Exercise instructions:
Transcribe exactly, leaving out pictures, the lines from the one that holds "Guideline: one marker per instance of the white short-sleeved" through the end of the data below, including both end lines and no others.

Data for this task:
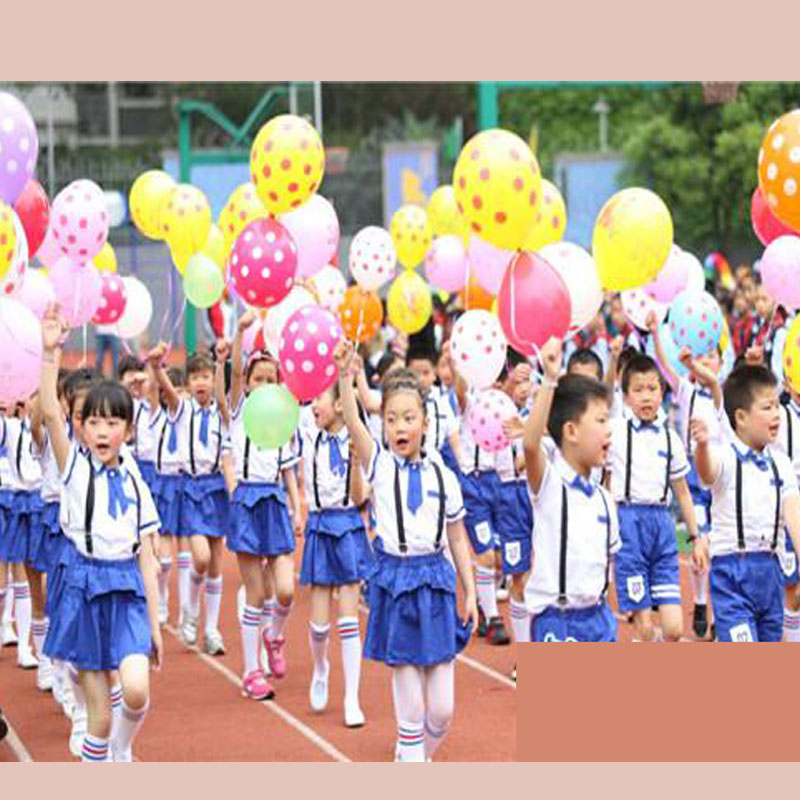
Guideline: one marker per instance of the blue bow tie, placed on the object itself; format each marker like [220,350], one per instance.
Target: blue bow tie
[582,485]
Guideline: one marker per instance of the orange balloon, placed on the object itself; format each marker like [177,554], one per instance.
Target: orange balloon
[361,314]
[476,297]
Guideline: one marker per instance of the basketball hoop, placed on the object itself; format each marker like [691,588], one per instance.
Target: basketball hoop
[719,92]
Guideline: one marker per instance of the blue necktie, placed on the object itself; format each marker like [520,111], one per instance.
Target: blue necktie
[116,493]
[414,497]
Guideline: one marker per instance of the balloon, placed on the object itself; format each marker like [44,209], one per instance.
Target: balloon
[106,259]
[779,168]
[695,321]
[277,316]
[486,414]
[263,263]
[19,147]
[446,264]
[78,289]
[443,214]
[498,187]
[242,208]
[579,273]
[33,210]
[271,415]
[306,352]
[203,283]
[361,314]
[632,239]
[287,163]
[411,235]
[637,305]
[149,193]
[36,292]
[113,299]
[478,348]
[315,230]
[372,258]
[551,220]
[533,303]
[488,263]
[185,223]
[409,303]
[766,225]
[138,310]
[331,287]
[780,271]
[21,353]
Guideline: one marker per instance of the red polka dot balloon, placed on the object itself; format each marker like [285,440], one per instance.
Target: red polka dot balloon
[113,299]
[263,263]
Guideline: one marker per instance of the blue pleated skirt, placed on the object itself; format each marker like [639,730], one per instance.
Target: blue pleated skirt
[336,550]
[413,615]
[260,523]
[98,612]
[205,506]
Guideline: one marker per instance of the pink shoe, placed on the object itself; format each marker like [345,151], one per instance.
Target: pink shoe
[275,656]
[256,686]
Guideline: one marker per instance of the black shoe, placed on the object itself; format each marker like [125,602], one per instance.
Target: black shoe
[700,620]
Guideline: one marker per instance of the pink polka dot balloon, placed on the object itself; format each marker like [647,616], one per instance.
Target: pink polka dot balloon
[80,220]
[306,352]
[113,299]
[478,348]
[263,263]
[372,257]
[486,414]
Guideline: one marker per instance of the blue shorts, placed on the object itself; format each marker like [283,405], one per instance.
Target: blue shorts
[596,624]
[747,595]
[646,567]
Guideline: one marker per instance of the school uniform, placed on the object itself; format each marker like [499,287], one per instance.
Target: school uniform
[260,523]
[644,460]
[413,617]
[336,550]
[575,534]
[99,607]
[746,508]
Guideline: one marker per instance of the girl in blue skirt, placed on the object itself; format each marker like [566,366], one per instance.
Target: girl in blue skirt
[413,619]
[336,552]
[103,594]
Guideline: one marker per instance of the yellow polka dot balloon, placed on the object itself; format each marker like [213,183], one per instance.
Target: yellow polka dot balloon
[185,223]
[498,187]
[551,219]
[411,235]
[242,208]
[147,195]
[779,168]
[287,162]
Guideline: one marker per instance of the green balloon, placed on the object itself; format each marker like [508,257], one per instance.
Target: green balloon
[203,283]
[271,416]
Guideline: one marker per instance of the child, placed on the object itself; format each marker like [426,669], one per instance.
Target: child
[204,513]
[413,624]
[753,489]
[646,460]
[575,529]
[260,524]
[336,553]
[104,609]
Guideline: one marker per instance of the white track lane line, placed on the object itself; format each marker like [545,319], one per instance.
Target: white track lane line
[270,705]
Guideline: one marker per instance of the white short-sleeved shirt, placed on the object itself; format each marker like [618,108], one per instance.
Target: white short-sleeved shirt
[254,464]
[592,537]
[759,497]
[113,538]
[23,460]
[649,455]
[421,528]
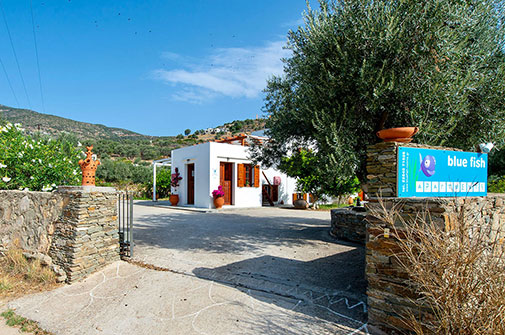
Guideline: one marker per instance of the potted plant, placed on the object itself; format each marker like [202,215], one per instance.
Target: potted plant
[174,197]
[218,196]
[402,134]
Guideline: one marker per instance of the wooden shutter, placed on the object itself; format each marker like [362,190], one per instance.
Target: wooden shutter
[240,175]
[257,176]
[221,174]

Solution below:
Guideline: one marker per instance of the white short-sleeved shirt, placed on the object itself; format each marker like [618,108], one per instance.
Target: white short-sleeved shirt
[254,464]
[592,537]
[759,497]
[113,538]
[23,460]
[649,455]
[421,528]
Guideline: one marker per instance of the potted plant, placed on the object itself; format each marker like [202,215], one per instance.
Target: potted plant
[174,197]
[218,196]
[402,134]
Guideline: one marker per instance of the wooden shutter, placed on the object itself; format each marker like [362,190], one per instance.
Target: wooden shutter
[240,175]
[257,176]
[221,174]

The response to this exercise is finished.